## YOUR ASSIGNMENT:
For the entries below, say how many lines hold the word "query", with the number as the only reply.

Stored dataset items

--------

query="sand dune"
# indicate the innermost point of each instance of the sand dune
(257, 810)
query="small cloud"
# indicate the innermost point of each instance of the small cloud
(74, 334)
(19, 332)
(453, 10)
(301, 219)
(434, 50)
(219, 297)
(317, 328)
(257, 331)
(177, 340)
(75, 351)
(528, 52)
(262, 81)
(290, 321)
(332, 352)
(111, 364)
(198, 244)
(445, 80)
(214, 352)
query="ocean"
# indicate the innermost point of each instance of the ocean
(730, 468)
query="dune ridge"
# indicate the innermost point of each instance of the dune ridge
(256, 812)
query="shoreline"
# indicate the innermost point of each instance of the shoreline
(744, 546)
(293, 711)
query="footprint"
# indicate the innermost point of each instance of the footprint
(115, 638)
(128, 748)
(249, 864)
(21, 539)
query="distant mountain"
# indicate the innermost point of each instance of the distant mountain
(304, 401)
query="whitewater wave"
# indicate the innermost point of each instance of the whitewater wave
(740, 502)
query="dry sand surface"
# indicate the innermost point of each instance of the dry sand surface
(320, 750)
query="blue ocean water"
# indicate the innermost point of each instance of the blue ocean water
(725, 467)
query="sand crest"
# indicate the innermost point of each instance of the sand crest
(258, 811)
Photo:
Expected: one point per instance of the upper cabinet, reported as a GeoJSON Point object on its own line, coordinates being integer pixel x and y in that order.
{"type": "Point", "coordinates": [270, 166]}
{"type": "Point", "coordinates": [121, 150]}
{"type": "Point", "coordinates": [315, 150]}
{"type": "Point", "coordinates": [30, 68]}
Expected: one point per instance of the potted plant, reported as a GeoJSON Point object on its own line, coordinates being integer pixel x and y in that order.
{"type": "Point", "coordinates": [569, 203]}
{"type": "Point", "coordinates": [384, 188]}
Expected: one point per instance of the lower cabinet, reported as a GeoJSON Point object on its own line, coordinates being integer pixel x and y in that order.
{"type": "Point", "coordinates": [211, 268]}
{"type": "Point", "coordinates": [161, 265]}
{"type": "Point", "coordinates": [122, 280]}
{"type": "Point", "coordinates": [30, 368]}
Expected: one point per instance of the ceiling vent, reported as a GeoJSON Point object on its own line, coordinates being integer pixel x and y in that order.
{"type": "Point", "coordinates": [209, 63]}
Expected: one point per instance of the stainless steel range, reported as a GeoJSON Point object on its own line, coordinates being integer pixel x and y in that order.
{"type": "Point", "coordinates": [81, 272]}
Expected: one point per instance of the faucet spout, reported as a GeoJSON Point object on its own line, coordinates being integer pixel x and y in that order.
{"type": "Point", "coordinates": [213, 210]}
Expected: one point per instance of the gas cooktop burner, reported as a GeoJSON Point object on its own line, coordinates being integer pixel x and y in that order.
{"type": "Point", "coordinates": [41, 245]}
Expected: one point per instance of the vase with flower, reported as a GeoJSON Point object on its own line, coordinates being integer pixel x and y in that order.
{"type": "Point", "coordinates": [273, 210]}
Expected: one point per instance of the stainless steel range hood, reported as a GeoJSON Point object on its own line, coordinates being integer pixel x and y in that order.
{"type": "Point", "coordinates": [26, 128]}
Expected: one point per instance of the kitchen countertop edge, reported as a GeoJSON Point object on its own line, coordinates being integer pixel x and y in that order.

--------

## TASK RESPONSE:
11